[Excerpts from a dataset]

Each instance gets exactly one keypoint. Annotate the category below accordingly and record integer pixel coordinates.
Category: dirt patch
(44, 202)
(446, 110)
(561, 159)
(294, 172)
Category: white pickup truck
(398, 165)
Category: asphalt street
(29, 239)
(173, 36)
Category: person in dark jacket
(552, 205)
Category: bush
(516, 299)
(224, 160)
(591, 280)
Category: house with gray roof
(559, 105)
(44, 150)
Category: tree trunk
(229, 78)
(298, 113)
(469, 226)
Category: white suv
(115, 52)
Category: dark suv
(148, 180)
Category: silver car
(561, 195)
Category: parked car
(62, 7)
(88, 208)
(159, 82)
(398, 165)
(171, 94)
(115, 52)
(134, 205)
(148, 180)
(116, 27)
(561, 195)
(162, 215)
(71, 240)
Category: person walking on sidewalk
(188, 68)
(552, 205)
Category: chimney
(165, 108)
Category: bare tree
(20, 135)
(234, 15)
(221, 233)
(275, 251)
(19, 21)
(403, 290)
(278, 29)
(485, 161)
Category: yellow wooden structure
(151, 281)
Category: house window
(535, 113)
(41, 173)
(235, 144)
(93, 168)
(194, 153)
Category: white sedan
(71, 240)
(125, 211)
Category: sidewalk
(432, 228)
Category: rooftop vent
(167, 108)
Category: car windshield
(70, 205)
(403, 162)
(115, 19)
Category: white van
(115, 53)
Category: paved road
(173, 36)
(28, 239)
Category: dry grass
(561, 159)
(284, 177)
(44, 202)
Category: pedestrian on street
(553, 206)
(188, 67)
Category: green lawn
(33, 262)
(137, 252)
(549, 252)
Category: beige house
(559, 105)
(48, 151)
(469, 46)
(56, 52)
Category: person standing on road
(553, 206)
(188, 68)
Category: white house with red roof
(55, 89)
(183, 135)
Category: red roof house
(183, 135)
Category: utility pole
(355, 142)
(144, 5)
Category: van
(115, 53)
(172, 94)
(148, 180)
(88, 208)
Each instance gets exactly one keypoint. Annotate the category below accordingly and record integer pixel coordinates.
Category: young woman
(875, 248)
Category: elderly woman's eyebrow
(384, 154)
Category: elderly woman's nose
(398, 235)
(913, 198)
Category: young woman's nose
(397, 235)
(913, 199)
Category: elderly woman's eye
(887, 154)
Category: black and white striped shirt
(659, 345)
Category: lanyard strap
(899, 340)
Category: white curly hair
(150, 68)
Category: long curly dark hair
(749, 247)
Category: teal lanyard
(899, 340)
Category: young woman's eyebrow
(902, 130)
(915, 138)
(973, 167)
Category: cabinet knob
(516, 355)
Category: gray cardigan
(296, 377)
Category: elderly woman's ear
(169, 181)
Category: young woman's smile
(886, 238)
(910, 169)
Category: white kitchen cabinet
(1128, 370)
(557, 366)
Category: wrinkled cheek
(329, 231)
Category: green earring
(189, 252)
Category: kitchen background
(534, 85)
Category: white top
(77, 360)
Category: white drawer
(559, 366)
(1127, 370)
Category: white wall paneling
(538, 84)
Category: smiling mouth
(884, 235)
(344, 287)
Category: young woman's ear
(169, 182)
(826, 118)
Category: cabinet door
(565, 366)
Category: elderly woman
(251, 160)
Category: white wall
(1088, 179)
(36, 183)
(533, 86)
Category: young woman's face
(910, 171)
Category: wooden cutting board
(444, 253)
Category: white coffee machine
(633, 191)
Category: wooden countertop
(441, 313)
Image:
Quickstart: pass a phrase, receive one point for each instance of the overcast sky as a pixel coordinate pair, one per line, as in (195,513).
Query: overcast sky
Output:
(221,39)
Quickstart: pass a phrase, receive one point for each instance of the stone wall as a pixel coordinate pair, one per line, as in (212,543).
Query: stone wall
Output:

▶ _Exercise aim_: Each line above with the word "phrase" must be returned.

▶ _Response box_:
Quickstart: pass a phrase, receive one point for each instance of the overcast sky as a pixel coordinate pair, one per line, as in (195,513).
Quickstart: pass a phrase, receive one point for each instance of the stone wall as a pixel coordinate pair, one per line, as in (212,543).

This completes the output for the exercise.